**WORK TO DO**
Word for word, restate every line of the material.

**DATA ENTRIES**
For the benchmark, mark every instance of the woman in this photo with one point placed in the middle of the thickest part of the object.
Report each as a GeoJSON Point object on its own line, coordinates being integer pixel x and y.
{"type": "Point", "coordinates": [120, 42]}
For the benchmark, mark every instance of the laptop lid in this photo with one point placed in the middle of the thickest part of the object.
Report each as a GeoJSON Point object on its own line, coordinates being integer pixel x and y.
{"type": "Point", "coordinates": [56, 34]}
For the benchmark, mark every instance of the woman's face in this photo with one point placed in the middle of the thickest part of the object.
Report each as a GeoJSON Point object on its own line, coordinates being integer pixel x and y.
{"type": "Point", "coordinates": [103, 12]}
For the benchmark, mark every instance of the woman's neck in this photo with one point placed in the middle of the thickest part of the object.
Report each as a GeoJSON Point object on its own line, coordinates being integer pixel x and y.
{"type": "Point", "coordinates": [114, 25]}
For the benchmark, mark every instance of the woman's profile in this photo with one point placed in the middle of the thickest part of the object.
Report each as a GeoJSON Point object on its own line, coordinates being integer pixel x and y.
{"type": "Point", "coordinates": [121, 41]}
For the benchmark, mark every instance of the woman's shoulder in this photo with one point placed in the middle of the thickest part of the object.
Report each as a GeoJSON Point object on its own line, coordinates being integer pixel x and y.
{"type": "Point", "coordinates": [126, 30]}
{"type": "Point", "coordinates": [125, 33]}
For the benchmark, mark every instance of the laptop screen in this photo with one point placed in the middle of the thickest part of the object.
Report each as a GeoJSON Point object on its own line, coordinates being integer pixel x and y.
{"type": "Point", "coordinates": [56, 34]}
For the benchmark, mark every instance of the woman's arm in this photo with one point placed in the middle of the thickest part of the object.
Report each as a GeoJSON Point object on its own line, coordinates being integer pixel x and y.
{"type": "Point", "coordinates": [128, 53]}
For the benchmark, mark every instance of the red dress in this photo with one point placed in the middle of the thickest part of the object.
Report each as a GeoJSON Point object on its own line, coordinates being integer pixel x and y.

**THE COMPLETED TASK**
For the benchmark, mark every instance of the woman in this photo with one point placed in the middle of the thickest part of the object.
Report each as a GeoJSON Point object on its own line, coordinates being integer pixel x and y.
{"type": "Point", "coordinates": [120, 42]}
For the benchmark, mark every instance of the laptop lid in this photo with one point placed in the middle of the thickest part of the object.
Report each as a GeoJSON Point object on its own line, coordinates being integer pixel x and y.
{"type": "Point", "coordinates": [56, 34]}
For the benchmark, mark every instance of the woman's face in this photo with one point placed in the middle of the thickest part of the object.
Report each as a GeoJSON Point object on its own line, coordinates being integer pixel x and y.
{"type": "Point", "coordinates": [103, 12]}
For the benchmark, mark every instance of the woman's neck in this photo with one point placed in the middle of the thickest part of the object.
Report each as a GeoJSON Point object on its own line, coordinates being integer pixel x and y.
{"type": "Point", "coordinates": [114, 25]}
For the benchmark, mark every instance of the woman's profile in this photo with one point placed in the middle of the thickest part of the object.
Report each as a GeoJSON Point object on its own line, coordinates being integer pixel x and y.
{"type": "Point", "coordinates": [121, 41]}
For the benchmark, mark every instance of the woman's shoulder in this photo with one point placed in the middle of the thickest part of the object.
Report each as a GeoJSON Point object on its own line, coordinates being integer pixel x and y.
{"type": "Point", "coordinates": [126, 30]}
{"type": "Point", "coordinates": [125, 33]}
For the benchmark, mark every instance of the laptop screen in this photo with one point placed in the middle of the thickest part of the object.
Report each as a GeoJSON Point object on its own line, coordinates being integer pixel x and y.
{"type": "Point", "coordinates": [56, 34]}
For the benchmark, mark every instance of the woman's arm in this photo with one point placed in the middle of the thickest part of the object.
Report each as a GeoJSON Point object on its own line, coordinates being integer pixel x and y.
{"type": "Point", "coordinates": [128, 53]}
For the benchmark, mark every instance of the red dress in this photo with one point placed in the middle of the thickest part of the object.
Report each as a GeoJSON Point object on its own line, coordinates being integer pixel x and y.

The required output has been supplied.